**Document**
History and Context:

 

Islamic Shakhsiyah Foundation began as a network of Muslim homeschooling mothers in the UK who were seeking to give their children an authentic but contemporary Islamic education. This led to the establishment of schools and other projects underpinned by research stemming from our desire to develop pedagogy and curricula from Prophetic teaching methods; prompting an academic research drawing on classical Islamic scholarship and contemporary research to meet the needs of Muslim children living in 21st century Britain. Shakhsiyah Research and Resources produces research papers and curricular resources that are available to other educators.

 

This work is headed by Farah Ahmed, Director of Education and Research at Islamic Shakhsiyah Foundation.

 

People:

 

Farah Ahmed MEd (Cantab), PGCE (IOE), BA hons Philosophy
Farah Ahmed is currently Visiting Research Associate at the Institute of Education and Director of Education and Research at Islamic Shakhsiyah Foundation. She has a B.A Honours in Philosophy, PGCE in Secondary English, MEd in Educational Research and is currently a PhD candidate at the University of Cambridge. She has over 20 years experience teaching in and leading Islamic schools in the UK and has developed courses for teachers on Islamic philosophies of education: pedagogy and practices. She is the author of ‘Principles of Shakhsiyah Education’ and the 2005 Halaqah Curriculum. She is a founding trustee of Islamic Shakhsiyah Foundation and mother of three children.

**Supplied information**
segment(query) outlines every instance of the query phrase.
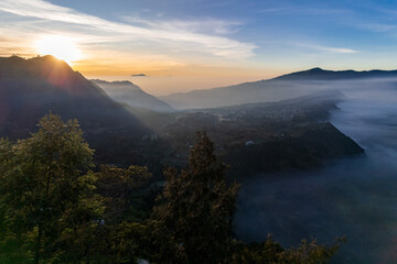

**Direction**
Reproduce the stretch from "This work is" through "of three children." in the Islamic Shakhsiyah Foundation text above.

**Task answer**
This work is headed by Farah Ahmed, Director of Education and Research at Islamic Shakhsiyah Foundation.

 

People:

 

Farah Ahmed MEd (Cantab), PGCE (IOE), BA hons Philosophy
Farah Ahmed is currently Visiting Research Associate at the Institute of Education and Director of Education and Research at Islamic Shakhsiyah Foundation. She has a B.A Honours in Philosophy, PGCE in Secondary English, MEd in Educational Research and is currently a PhD candidate at the University of Cambridge. She has over 20 years experience teaching in and leading Islamic schools in the UK and has developed courses for teachers on Islamic philosophies of education: pedagogy and practices. She is the author of ‘Principles of Shakhsiyah Education’ and the 2005 Halaqah Curriculum. She is a founding trustee of Islamic Shakhsiyah Foundation and mother of three children.